Uit te voeren: Geef alle records hieronder letterlijk en regel voor regel terug, zonder iets te wijzigen.

Records uit een annotatiedataset:
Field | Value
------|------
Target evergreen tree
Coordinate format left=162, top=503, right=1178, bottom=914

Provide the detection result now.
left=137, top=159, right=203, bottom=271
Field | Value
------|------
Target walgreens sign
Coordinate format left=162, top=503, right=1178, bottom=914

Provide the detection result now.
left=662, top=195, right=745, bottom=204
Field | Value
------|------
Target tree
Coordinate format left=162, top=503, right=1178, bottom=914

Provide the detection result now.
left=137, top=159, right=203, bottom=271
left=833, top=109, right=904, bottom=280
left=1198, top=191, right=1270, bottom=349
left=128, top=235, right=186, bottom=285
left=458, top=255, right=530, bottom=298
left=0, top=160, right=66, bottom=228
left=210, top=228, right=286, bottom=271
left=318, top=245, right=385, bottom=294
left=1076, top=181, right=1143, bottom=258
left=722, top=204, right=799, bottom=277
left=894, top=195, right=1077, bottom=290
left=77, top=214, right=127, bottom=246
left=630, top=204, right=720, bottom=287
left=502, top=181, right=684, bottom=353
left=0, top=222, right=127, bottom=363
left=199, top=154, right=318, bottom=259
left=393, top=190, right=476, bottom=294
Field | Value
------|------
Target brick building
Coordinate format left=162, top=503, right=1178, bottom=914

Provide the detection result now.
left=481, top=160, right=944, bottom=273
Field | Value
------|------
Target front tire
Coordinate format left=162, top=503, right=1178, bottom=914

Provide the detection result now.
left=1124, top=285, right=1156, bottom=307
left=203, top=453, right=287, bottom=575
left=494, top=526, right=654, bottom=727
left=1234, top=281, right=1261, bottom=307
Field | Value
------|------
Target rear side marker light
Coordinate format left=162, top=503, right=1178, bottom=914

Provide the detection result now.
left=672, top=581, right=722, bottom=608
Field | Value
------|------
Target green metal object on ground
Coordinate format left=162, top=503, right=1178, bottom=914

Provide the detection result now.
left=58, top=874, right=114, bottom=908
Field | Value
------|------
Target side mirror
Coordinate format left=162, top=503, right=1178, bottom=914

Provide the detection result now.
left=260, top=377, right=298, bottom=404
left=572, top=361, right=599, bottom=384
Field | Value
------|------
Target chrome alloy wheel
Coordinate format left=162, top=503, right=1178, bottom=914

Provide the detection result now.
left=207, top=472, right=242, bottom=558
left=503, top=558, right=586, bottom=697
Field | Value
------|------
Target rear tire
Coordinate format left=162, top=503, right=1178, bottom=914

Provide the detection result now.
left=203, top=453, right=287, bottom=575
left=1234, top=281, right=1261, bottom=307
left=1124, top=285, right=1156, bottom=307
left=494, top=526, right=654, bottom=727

Oplossing:
Field | Value
------|------
Target evergreen tree
Coordinate format left=162, top=503, right=1178, bottom=914

Provide the detection result now.
left=137, top=159, right=203, bottom=271
Field | Value
------|------
Target walgreens sign
Coordinate format left=162, top=503, right=1178, bottom=914

Provide the detection result now.
left=662, top=195, right=745, bottom=204
Field | Value
------|------
Target tree
Coordinate format left=162, top=503, right=1178, bottom=914

Provide the detection result now.
left=137, top=159, right=203, bottom=271
left=833, top=109, right=904, bottom=280
left=1198, top=191, right=1270, bottom=349
left=128, top=235, right=186, bottom=285
left=458, top=255, right=530, bottom=298
left=0, top=160, right=66, bottom=228
left=210, top=228, right=286, bottom=271
left=318, top=245, right=385, bottom=294
left=1076, top=181, right=1143, bottom=258
left=722, top=204, right=799, bottom=277
left=894, top=195, right=1077, bottom=290
left=77, top=214, right=127, bottom=246
left=630, top=204, right=720, bottom=287
left=502, top=181, right=684, bottom=353
left=0, top=222, right=127, bottom=363
left=199, top=154, right=318, bottom=259
left=393, top=190, right=476, bottom=294
Field | Value
------|------
Target brick building
Coordinate format left=162, top=503, right=1178, bottom=914

Provide the detection result now.
left=481, top=160, right=944, bottom=273
Field | Value
------|------
Target front tire
Coordinate format left=162, top=503, right=1178, bottom=914

Provide the detection result now.
left=1124, top=285, right=1156, bottom=307
left=203, top=453, right=287, bottom=575
left=494, top=526, right=654, bottom=727
left=1234, top=281, right=1261, bottom=307
Field | Value
------|------
Target rear side marker light
Coordinate format left=162, top=503, right=1178, bottom=914

Provide the detection result now.
left=672, top=581, right=722, bottom=608
Field | Value
------|------
Target green metal object on ground
Coordinate format left=162, top=503, right=1178, bottom=914

Provide the detection result now.
left=58, top=874, right=114, bottom=908
Field | Value
------|------
Target side mirror
Coordinate format left=162, top=503, right=1178, bottom=914

Provide the detection result now.
left=260, top=377, right=298, bottom=404
left=572, top=361, right=599, bottom=384
Field | Value
------|------
Target chrome alloy wheel
Coordinate format left=162, top=503, right=1178, bottom=914

Provide the detection result now.
left=207, top=472, right=242, bottom=558
left=503, top=558, right=586, bottom=697
Field | Value
------|------
Target rear tire
Coordinate format left=162, top=503, right=1178, bottom=914

Provide the detection result now.
left=203, top=453, right=287, bottom=575
left=1234, top=281, right=1261, bottom=307
left=1124, top=285, right=1156, bottom=307
left=494, top=526, right=654, bottom=727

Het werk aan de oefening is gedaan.